### OBJECTIVE
Locate each line in the rows below that contains the string "pole", and copy those lines in full.

### SUPPLIED INFORMATION
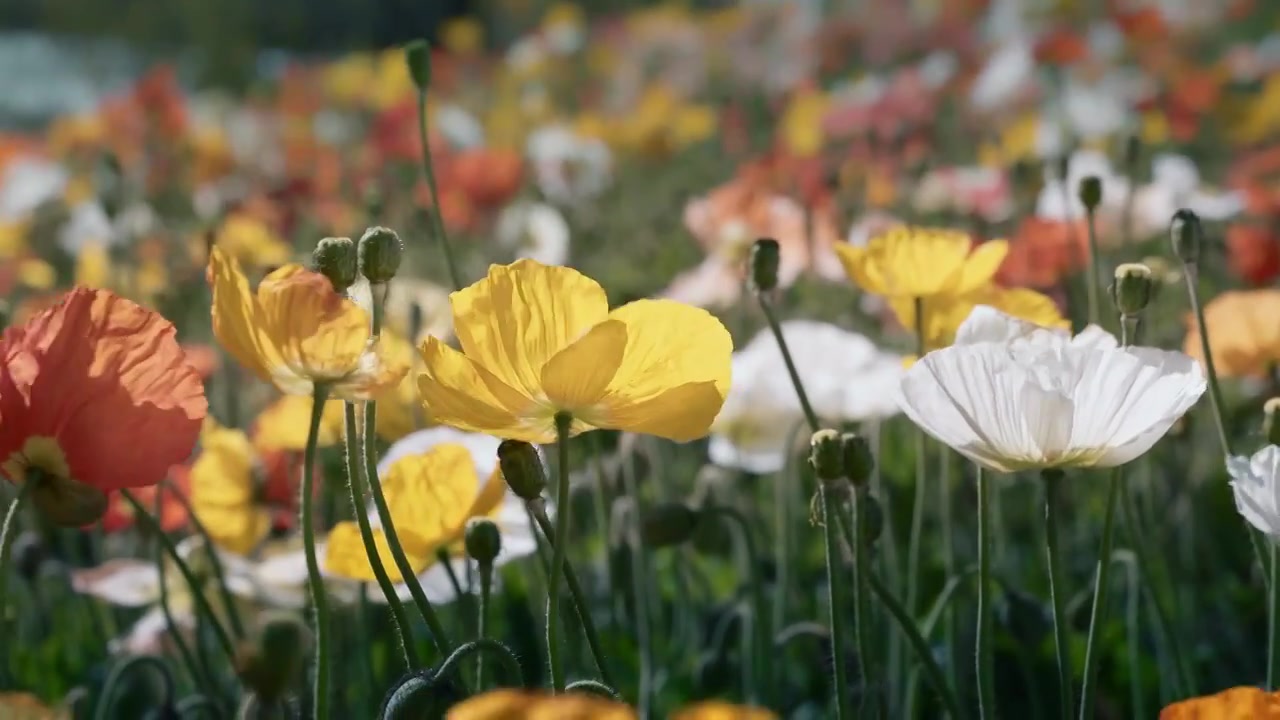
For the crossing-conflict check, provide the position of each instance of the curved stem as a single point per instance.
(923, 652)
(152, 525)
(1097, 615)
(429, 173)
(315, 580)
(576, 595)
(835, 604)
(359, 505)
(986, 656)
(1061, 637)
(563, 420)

==

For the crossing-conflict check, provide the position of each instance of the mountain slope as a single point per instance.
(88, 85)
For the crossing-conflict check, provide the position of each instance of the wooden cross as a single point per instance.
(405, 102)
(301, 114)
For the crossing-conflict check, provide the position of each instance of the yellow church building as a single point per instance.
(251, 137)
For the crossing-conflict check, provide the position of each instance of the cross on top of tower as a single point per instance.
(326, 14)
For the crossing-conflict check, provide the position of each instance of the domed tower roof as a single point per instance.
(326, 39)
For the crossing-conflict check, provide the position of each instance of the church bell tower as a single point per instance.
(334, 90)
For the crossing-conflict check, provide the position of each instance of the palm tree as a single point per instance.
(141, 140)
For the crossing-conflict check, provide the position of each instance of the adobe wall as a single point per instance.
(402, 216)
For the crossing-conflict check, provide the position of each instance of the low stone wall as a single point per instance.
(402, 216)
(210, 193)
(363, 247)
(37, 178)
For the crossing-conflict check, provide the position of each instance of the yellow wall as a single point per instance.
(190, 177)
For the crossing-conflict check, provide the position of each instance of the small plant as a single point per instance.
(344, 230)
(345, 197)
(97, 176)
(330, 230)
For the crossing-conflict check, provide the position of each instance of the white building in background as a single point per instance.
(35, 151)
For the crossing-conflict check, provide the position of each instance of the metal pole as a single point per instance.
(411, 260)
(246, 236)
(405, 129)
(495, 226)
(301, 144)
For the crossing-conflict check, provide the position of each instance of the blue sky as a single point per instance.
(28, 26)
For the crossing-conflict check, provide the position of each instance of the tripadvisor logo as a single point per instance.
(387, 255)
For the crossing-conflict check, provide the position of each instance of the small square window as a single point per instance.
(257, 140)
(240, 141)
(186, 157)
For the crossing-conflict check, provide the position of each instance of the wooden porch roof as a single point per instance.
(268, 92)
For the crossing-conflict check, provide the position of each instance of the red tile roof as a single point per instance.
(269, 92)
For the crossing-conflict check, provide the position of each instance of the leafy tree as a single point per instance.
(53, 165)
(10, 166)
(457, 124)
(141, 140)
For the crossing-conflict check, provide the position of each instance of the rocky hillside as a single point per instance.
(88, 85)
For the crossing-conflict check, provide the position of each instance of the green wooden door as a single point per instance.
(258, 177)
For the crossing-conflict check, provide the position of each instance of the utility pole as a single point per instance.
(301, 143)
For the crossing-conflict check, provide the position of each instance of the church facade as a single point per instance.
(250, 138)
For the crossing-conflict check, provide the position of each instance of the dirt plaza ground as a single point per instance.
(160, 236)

### TASK RESPONSE
For the crossing-conflict check, provide the position of each instance of the metal pole as a single point per instance.
For the crossing-conflict check, provide the position of each instance of the utility pole as a single point per instance.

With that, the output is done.